◆ Aim of the exercise:
Repeat each entry word for word; the images are not part of the copy.

◆ Data provided:
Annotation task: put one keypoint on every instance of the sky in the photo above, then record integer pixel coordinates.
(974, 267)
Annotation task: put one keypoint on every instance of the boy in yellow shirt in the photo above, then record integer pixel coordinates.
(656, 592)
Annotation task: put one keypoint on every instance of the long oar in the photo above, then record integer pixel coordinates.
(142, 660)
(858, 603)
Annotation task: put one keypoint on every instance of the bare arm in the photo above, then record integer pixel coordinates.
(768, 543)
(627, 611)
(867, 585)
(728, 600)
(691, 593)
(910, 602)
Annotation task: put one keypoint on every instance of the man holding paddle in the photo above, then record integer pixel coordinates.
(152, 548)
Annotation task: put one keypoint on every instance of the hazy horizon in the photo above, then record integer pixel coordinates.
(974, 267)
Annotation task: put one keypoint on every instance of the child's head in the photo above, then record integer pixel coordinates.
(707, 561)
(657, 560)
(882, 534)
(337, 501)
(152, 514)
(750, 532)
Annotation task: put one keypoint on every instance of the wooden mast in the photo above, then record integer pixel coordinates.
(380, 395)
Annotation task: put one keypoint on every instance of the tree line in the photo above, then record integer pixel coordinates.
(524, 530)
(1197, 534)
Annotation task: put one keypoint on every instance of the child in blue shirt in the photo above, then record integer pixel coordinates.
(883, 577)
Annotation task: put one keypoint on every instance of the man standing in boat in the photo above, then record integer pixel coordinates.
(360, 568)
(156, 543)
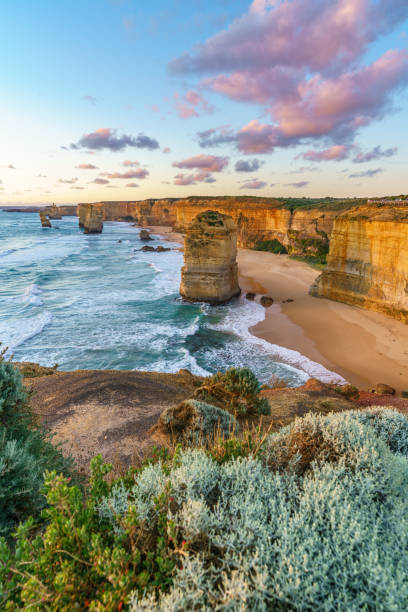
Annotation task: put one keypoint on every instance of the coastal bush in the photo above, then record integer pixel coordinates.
(193, 421)
(25, 452)
(318, 520)
(236, 390)
(271, 246)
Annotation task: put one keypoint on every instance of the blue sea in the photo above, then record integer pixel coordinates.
(97, 302)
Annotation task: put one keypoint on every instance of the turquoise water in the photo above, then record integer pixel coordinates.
(90, 301)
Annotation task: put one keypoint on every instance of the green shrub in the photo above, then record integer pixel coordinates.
(188, 532)
(236, 390)
(193, 421)
(25, 452)
(272, 246)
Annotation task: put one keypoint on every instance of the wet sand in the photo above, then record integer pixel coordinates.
(364, 347)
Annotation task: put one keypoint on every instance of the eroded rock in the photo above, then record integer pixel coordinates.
(93, 219)
(45, 222)
(210, 271)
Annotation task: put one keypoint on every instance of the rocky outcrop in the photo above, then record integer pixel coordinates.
(210, 271)
(305, 231)
(92, 221)
(45, 222)
(53, 212)
(368, 260)
(145, 235)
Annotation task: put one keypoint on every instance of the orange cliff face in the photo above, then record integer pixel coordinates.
(368, 260)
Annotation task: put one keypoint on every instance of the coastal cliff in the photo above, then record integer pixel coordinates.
(368, 260)
(301, 231)
(210, 271)
(93, 219)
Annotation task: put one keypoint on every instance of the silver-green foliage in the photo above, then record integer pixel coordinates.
(25, 453)
(203, 421)
(334, 539)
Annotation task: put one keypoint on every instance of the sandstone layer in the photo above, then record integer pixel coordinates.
(210, 271)
(92, 221)
(45, 222)
(368, 260)
(301, 231)
(53, 212)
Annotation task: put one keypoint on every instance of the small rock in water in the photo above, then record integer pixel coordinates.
(145, 235)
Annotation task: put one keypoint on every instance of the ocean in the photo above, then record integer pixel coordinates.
(92, 302)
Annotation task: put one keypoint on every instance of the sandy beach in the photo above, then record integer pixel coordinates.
(364, 347)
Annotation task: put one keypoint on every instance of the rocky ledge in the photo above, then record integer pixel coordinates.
(210, 271)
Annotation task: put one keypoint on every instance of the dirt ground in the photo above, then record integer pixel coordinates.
(105, 411)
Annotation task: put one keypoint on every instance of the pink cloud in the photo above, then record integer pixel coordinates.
(298, 184)
(302, 60)
(140, 173)
(329, 33)
(376, 153)
(68, 181)
(336, 153)
(192, 179)
(100, 181)
(254, 184)
(206, 163)
(106, 138)
(192, 104)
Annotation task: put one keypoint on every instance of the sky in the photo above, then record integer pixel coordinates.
(131, 99)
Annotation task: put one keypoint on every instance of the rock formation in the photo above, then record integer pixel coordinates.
(45, 222)
(210, 271)
(93, 223)
(53, 212)
(368, 260)
(145, 235)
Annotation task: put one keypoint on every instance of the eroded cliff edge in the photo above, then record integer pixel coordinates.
(210, 271)
(368, 260)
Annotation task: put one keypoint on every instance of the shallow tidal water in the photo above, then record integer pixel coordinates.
(92, 302)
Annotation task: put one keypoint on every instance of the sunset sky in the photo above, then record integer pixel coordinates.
(128, 99)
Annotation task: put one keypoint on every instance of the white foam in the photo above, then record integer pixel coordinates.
(19, 331)
(242, 318)
(31, 295)
(7, 252)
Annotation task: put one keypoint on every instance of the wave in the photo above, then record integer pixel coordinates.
(15, 334)
(7, 252)
(240, 319)
(31, 295)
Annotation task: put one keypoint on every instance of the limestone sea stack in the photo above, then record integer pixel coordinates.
(92, 221)
(367, 264)
(53, 212)
(45, 222)
(210, 271)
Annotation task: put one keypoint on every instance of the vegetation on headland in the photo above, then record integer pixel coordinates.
(312, 517)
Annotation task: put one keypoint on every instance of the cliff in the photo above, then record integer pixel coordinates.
(45, 222)
(92, 219)
(143, 212)
(210, 271)
(368, 260)
(53, 212)
(302, 232)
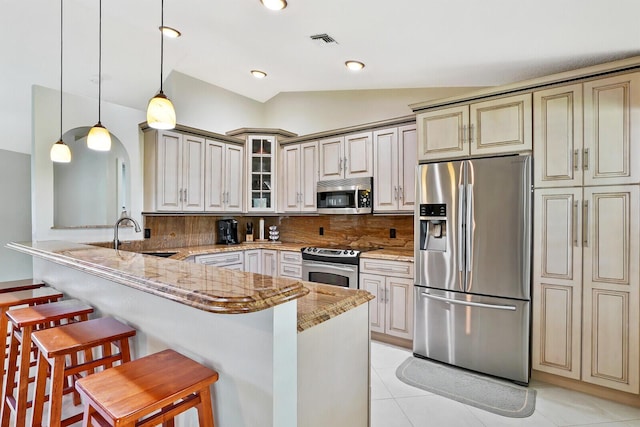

◆ Solution to the problem:
Annotation task: put one keypoint on every instance of the sky in the photo above, then record integer pixel coordinates.
(974, 267)
Annotation task: put one keypoint on every instance of the boy in yellow shirt in the photo above, then record integer pixel coordinates.
(656, 592)
Annotation task: put one keypoint on every instance of the long oar in the photo above, then record integer pixel coordinates.
(142, 660)
(858, 603)
Annotation task: put one keypoint on every instance of the bare arm in the photo above, then record integer pixel coordinates.
(768, 543)
(627, 611)
(867, 585)
(728, 600)
(691, 593)
(910, 602)
Annotation task: put one keypoint on every instance of the man holding paddle in the photo above, then record integer pixel coordinates.
(152, 548)
Annotation task: put one keypoint on every instance of the hazy horizon in the photo above, then record integer pixel coordinates.
(974, 267)
Annotation task: put one keypoint on every instance of the child's head in the photo above, then record integer pixel coordinates.
(707, 561)
(657, 560)
(882, 534)
(337, 501)
(152, 514)
(750, 532)
Annotation task: put one keypoint on every instance of the wooden mast in the photo above, then record integer pixel coordinates.
(380, 395)
Annotation task: put one keypoint on every instance of the tree line in the photo above, then record integer pixel coordinates.
(524, 530)
(1197, 534)
Annotation task: put one keypoint on every instance of the child in blue shirt in the photo above, then record integer pixel coordinates.
(883, 577)
Annotation task: put one keypoint on every instance of the man standing in boat in the photo above, then record integer pixel coordinates.
(360, 568)
(156, 543)
Annotation task: put one keypoint on every instance of the coastal bush in the photo above, then record integer pixel coordinates.
(193, 421)
(25, 452)
(318, 520)
(236, 390)
(271, 246)
Annotation task: put one keypoint on every instance of the blue sea in the photo above, then record integer pixel coordinates.
(97, 302)
Annotation task: put one keypoint on every instance of the turquoise water in the photo above, then record integer pixel coordinates.
(90, 301)
Annotation task: put one keypoint on every instance of the green shrub in the photo above, then record integer pixel coordinates.
(188, 532)
(236, 390)
(193, 421)
(25, 452)
(272, 246)
Annotation task: put one keypoint on every instance of the wet sand in the photo above, then record integer pixel coordinates.
(364, 347)
Annotation task: put one keypoint on every instance of the eroded rock in the photo above, then record integer pixel coordinates.
(93, 219)
(45, 222)
(210, 271)
Annotation task: put one keypoint on every instance of the rocky outcrop in the photo above, then record integer pixel coordinates.
(210, 271)
(305, 231)
(92, 221)
(45, 222)
(53, 212)
(368, 260)
(145, 235)
Annotation task: put one keypoint on every instance of the orange cliff face in the photo above, then record integer pixel coordinates.
(368, 260)
Annotation task: put one keypoint on every instance of the coastal cliff in the photo above, then record integer pixel coordinates.
(368, 260)
(301, 231)
(210, 271)
(93, 219)
Annotation task: put one keypoint on every instance of the silver-green foliage in the photo above, then record integer pixel coordinates.
(25, 453)
(203, 421)
(334, 539)
Annotation task: put one keypoint on every instance of the sandstone layer in the photo above, then record integer pixel coordinates.
(210, 271)
(92, 221)
(45, 222)
(368, 260)
(301, 231)
(53, 212)
Annotation task: put one keypoint on every instance of the small rock in water in the photo above, then record integer pixel coordinates.
(145, 235)
Annotation task: put one keypoint on every instance of the ocean in the photo above, then record integer pixel coordinates.
(92, 302)
Annotation task: put one keypoint on every instance of the sandy beach in the photo above, then record integer pixel coordinates.
(364, 347)
Annotation task: put one keypoint on every instance of the rocky ledge in the photo above, then record integer pixel coordinates.
(210, 271)
Annotation task: put one keypoint on every instance of the dirt ground in the photo above, then record integer pixel coordinates.
(105, 411)
Annotation task: put one keypoint on every instance of the pink cloud in the photo above, then record integer pixel coordinates.
(298, 184)
(302, 60)
(140, 173)
(329, 33)
(376, 153)
(68, 181)
(336, 153)
(192, 179)
(100, 181)
(254, 184)
(206, 163)
(106, 138)
(192, 104)
Annotation task: put one keypoint on every instance of the sky in the photo above, then record integer pixel coordinates.
(131, 99)
Annotation task: put one keypoint on every instance of the rock formation in the photo above, then record integer pixel coordinates.
(45, 222)
(210, 271)
(93, 223)
(53, 212)
(368, 260)
(145, 235)
Annotation task: put one keypoint on every instance of the eroded cliff edge in the photo above, then record integer pixel coordinates.
(210, 271)
(368, 260)
Annotation task: put one keypoint on every instance of the shallow tidal water in the photo above, then record integer pixel coordinates.
(92, 302)
Annotation task: put one keypoint on every instance of the sunset sky in the photo above, then record integer pixel coordinates.
(128, 99)
Annotation task: put one keypoint on every instance of the white foam in the photo above, then record integer pixel coordinates.
(19, 331)
(242, 318)
(31, 295)
(7, 252)
Annotation task: put one keypoint on every instance of the wave in the photo above, then record integer pixel coordinates.
(15, 334)
(7, 252)
(240, 319)
(31, 295)
Annotation task: put one keypoint on every instance of the limestone sea stack in the photo above, then record integer pixel coordinates.
(92, 221)
(367, 264)
(53, 212)
(45, 222)
(210, 271)
Annotation task: put one keypoint on every instance of the vegetation on headland in the photo above, then record integer pixel coordinates.
(312, 517)
Annotation task: put one keypoint on every instance of the cliff in the photo above, then record integer pixel coordinates.
(45, 222)
(92, 219)
(143, 212)
(210, 271)
(368, 260)
(53, 212)
(302, 232)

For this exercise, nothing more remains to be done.